• [STATED GOAL]: Below are some records: retype them all exactly, but not the pictures.

Collection entries:
>> begin

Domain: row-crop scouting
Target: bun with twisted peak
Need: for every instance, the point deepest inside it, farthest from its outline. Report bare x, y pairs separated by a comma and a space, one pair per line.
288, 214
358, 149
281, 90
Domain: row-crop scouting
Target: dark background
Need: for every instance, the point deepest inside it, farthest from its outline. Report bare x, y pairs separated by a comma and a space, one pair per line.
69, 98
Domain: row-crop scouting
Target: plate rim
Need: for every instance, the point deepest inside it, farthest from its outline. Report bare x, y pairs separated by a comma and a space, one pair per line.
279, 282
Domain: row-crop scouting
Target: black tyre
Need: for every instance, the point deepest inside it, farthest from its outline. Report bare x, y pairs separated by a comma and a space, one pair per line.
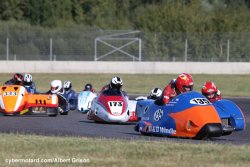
52, 112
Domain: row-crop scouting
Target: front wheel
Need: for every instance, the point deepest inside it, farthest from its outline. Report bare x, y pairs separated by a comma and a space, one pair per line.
52, 112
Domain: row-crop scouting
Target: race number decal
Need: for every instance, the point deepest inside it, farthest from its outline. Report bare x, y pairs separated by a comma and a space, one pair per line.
10, 94
158, 115
200, 101
115, 107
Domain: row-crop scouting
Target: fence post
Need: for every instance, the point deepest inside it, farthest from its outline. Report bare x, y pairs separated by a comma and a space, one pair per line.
7, 49
95, 56
50, 49
228, 49
139, 49
185, 52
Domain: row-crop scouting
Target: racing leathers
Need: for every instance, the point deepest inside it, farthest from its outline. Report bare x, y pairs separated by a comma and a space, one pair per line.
71, 97
169, 92
30, 88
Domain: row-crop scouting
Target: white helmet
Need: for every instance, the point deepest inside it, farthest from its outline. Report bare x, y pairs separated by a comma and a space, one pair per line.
67, 85
155, 93
56, 86
116, 83
27, 79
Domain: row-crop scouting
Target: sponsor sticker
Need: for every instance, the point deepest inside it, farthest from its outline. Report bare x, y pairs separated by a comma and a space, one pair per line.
10, 94
158, 114
200, 101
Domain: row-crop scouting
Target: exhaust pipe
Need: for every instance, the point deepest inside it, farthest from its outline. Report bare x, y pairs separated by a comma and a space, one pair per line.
210, 130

>> end

• [SOLVED EXERCISE]:
Domain: row-crop scouting
Target: bun with twisted peak
Need: for every instance, the point deepest inside it, farthest from its outline. Report bare x, y pairs separated by a comma and a space, one pair per line.
288, 214
358, 149
281, 90
Domain: row-crop scouting
Target: dark background
Need: for every instance, the point deepest inside it, farthest from its outline. Report bare x, y pairs separated by a comma and a space, one pair per line.
69, 98
Domain: row-crop scouting
Target: plate rim
Need: for every instance, the point deepest inside it, farthest from its outline. Report bare x, y pairs separated by a comma and a space, one pair per line.
279, 282
Domain: row-crop scouting
Target: black tyre
Need: for every instance, the point deepest inside it, farthest from its outline. Report bare x, y pairs separated by a comma and a space, one pair per line.
52, 112
Domain: row-crop scouting
Target: front wheel
Need: for every instance, the point deepest inside it, farthest from its outline. Report bare x, y pairs separated by a comma and a space, one pair per line.
52, 112
Domain: row-crop scouting
Target: race number decal
Need: for every instance, the point deepest inside it, farthest from its outline. Report bare x, y pairs separated by a comma and a space, one pair per line.
10, 94
158, 115
200, 101
115, 107
Domain: row-crop scouting
Target: fence post
Need: for every instance, the point deepest inside it, farthest from its outline. Report bare x, y pairs separated by a comma and a space, one pair per line.
7, 49
95, 56
50, 49
228, 49
139, 49
185, 52
Domain: row-crop scouting
Target: racing leathers
Need: for every instance, the point deepest inside it, farthest from its outline. Report bare x, y pairs separated by a comma and a space, one pair per line.
71, 97
169, 92
30, 88
Domain: row-crop scouting
Target: white helmet
Need: for every instance, the point deepest inside it, farthest from its outline. Report bare x, y pairs separated by a comma and a space, one pair per line.
67, 85
155, 93
56, 86
116, 83
27, 79
Domain: row-crop scouting
Target: sponsor sticker
Need: for every instance, the point deepest inside it, farthest from its outline. Report bare x, y pairs separated by a comma and a space, one pair per line.
10, 94
158, 114
200, 101
Domain: row-crop scouting
Target: exhaust pipe
Need: for every instance, the point deepest inside it, farthest from its outline. Report bare x, y pairs separated by a comma and a space, one pair per line.
210, 130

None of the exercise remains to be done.